— start EXTRACTED ENTRIES —

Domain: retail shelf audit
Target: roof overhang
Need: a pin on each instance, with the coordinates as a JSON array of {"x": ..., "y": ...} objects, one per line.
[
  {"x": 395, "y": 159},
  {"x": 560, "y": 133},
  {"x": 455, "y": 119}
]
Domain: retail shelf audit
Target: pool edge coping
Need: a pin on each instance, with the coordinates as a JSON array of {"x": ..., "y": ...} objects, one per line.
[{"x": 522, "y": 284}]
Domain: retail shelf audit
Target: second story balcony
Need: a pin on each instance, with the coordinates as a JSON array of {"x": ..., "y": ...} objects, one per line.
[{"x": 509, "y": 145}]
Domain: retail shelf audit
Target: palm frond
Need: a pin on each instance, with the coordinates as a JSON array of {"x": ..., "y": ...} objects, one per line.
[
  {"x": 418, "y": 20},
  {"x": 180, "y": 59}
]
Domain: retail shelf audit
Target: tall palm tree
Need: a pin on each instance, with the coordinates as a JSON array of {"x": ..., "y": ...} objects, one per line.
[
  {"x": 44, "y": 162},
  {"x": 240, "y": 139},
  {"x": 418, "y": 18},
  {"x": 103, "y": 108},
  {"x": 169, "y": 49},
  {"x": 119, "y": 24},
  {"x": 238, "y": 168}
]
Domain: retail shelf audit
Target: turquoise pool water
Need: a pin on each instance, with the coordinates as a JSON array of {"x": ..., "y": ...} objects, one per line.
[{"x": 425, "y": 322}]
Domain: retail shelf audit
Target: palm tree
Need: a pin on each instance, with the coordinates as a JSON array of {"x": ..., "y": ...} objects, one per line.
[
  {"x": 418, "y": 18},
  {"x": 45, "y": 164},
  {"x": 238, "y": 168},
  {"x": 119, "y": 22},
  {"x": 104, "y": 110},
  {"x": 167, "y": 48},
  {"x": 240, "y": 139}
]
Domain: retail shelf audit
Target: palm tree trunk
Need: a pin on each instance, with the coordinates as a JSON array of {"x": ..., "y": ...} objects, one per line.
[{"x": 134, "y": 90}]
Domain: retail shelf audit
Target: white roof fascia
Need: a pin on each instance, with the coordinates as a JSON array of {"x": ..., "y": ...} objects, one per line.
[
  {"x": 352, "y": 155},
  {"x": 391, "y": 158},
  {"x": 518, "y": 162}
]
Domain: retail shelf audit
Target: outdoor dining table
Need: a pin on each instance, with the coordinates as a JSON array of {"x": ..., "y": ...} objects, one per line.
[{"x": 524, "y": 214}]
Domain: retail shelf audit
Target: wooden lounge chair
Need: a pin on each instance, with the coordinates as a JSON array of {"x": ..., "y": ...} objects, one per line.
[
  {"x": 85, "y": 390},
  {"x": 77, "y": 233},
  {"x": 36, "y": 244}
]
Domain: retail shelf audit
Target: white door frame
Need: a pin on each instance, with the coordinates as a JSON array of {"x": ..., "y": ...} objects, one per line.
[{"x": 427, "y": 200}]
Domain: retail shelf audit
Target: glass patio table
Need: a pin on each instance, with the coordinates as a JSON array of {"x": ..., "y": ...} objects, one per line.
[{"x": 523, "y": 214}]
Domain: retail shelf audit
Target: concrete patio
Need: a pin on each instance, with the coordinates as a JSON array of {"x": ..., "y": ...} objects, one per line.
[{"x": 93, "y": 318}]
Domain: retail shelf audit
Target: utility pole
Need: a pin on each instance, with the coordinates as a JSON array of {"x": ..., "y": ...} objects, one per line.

— end EXTRACTED ENTRIES —

EXERCISE TASK:
Retype all the records, matching them exactly.

COMPLETED TASK:
Domain: retail shelf audit
Target: roof overhang
Need: a pin on each instance, with the coordinates as a JSON array of {"x": ..., "y": ...} objects, one per line.
[
  {"x": 395, "y": 159},
  {"x": 560, "y": 133},
  {"x": 455, "y": 119}
]
Domain: retail shelf audit
Target: pool edge coping
Need: a pin on each instance, with the coordinates as a JSON array of {"x": ..., "y": ...} objects, one per line.
[{"x": 522, "y": 284}]
Domain: retail shelf audit
Target: second story balcony
Need: a pin on each instance, with the coordinates as a JSON array of {"x": ..., "y": ...} objects, one per line.
[{"x": 509, "y": 145}]
Domain: retail shelf audit
Target: palm frond
Need: a pin on each instance, with the coordinates as a JSON array of {"x": ..., "y": ...} objects, one per line.
[
  {"x": 418, "y": 20},
  {"x": 180, "y": 59}
]
Domain: retail shelf audit
Target: tall palm tree
Need: a pin on each instance, with the coordinates as a JSON array of {"x": ..., "y": ...} objects, one per line.
[
  {"x": 44, "y": 162},
  {"x": 240, "y": 139},
  {"x": 418, "y": 18},
  {"x": 103, "y": 108},
  {"x": 169, "y": 49},
  {"x": 119, "y": 24},
  {"x": 238, "y": 168}
]
Domain: retail shelf audit
Target: turquoise pool water
Need: a pin on each instance, with the coordinates as a JSON array of {"x": ..., "y": ...} objects, one per line.
[{"x": 425, "y": 322}]
Domain: retail shelf audit
Target: palm tree
Need: a pin on each instance, with the coordinates as a JSON array of {"x": ..., "y": ...} objects, one per line.
[
  {"x": 418, "y": 18},
  {"x": 45, "y": 164},
  {"x": 238, "y": 168},
  {"x": 119, "y": 22},
  {"x": 104, "y": 110},
  {"x": 167, "y": 48},
  {"x": 240, "y": 139}
]
Domain: retail shelf audit
Target: palm tree trunk
Need: a pin on each instance, with the coordinates as a JSON array of {"x": ..., "y": ...} objects, one per line.
[{"x": 134, "y": 90}]
Domain: retail shelf audit
Target: white roof fascia
Need: a pin on each instance, with the coordinates as a JSON array of {"x": ..., "y": ...} objects, one per line.
[
  {"x": 352, "y": 155},
  {"x": 391, "y": 158},
  {"x": 518, "y": 162}
]
Domain: retail shelf audit
Target: outdoor dining table
Need: a pin on each instance, with the coordinates as a JSON array of {"x": ..., "y": ...} objects, one per line.
[{"x": 524, "y": 214}]
Domain: retail shelf audit
Target: wooden lounge chair
Need: a pin on each instance, with the coordinates as a JSON array of {"x": ..., "y": ...} objects, one per line.
[
  {"x": 85, "y": 390},
  {"x": 77, "y": 233},
  {"x": 36, "y": 244}
]
Domain: retail shelf audit
Target: white door frame
Need: a pin on each instance, with the coordinates as a JSON array of {"x": ..., "y": ...} objects, one per line.
[{"x": 427, "y": 200}]
Domain: retail shelf audit
Target: glass patio table
Need: a pin on each instance, with the coordinates as a JSON array of {"x": ..., "y": ...} objects, one per line.
[{"x": 523, "y": 214}]
Domain: retail shelf audit
Target: concrete patio
Need: a pin on each instance, with the coordinates as a JSON array of {"x": ..., "y": ...} objects, one per line.
[{"x": 93, "y": 318}]
Domain: retail shelf audit
Target: utility pole
Need: a pin on each instance, with the coordinates as a JSON array of {"x": ..., "y": ...} objects, one per line.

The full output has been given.